The tasks:
1. In the Group14 article, echo the passage from "Rick Luebbe drives" up to and including "inside the battery." word for word.
2. According to the Group14 article, how long does the average fuel stop in the United States last?
3. Pick up the Group14 article after its final sentence and keep writing it.

Extracted text:
++++
He used to fly scout helicopters that found the enemy by drawing fire. Now he runs the materials company trying to make charge anxiety disappear.
Rick Luebbe drives an electric car he genuinely loves, a big robust thing that will do zero to a hundred in three seconds. Then he plugs it in and waits forty-five minutes, and the love curdles into something closer to math. The average fuel stop in the United States lasts eight minutes. That gap, three quarters of an hour versus eight minutes, is the single problem his company exists to erase. He is not selling cars. He is selling the powder that goes inside the battery.
The company is Group14 Technologies, headquartered on Maltby Road in Woodinville, Washington, and its product is a silicon-carbon composite called SCC55. Drop it into a conventional lithium-ion cell in place of graphite and the cell holds up to 50% more energy. More to Luebbe's point, it charges and discharges fast, fast enough that he believes the real revolution is not range at all but the death of the wait. "The energy benefits are awesome," he says, "but where I believe the fundamentally transformational element with silicon batteries will come is in their ability to enable fast charging."
++++
Data section:
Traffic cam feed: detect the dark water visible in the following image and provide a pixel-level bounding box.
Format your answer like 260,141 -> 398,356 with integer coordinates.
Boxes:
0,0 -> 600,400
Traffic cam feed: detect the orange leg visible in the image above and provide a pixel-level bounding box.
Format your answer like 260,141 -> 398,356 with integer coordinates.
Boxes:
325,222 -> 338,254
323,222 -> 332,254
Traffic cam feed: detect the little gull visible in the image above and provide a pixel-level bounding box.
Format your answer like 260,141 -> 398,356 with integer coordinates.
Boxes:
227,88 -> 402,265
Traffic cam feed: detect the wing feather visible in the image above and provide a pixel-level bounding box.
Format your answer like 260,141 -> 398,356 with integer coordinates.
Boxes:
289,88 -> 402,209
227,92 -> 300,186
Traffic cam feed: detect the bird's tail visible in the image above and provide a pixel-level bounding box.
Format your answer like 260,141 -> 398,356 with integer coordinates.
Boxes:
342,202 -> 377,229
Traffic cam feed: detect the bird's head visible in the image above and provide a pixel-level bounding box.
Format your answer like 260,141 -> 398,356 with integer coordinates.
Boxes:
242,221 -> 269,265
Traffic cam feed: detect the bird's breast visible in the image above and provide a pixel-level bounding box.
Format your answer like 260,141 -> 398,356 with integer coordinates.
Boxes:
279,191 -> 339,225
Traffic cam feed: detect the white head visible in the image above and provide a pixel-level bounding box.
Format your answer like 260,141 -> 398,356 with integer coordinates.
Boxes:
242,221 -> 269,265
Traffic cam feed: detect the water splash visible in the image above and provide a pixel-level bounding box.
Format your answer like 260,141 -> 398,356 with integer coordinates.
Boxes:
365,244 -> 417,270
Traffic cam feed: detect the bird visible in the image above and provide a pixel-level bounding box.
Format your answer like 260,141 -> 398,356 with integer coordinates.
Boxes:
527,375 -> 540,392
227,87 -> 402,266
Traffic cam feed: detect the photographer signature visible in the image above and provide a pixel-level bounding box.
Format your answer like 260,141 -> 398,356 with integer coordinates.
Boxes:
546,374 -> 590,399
++++
Results by task:
1.
Rick Luebbe drives an electric car he genuinely loves, a big robust thing that will do zero to a hundred in three seconds. Then he plugs it in and waits forty-five minutes, and the love curdles into something closer to math. The average fuel stop in the United States lasts eight minutes. That gap, three quarters of an hour versus eight minutes, is the single problem his company exists to erase. He is not selling cars. He is selling the powder that goes inside the battery.

2. Eight minutes.

3.
That is the bet. Charge anxiety, not range anxiety, is the thing keeping the gas pump alive. Close the eight-minute gap and the last good argument for internal combustion goes quiet.
"Silicon battery technology became so compelling to us, and our mission, which is to electrify everything, became real."
- Rick LuebbeGroup14 has raised more than a billion dollars to chase that mission, including a $463 million Series D. The investor list reads less like a venture fund roster and more like the supply chain itself: Porsche, SK Group, Amperex Technology Limited, Showa Denko, Cabot, and BASF. That was deliberate. Luebbe steered away from traditional venture money in the early rounds and courted battery and materials companies instead, on the theory that the only due diligence that matters in deep chemistry is done by people who actually make batteries. If they wrote the check, the science was real.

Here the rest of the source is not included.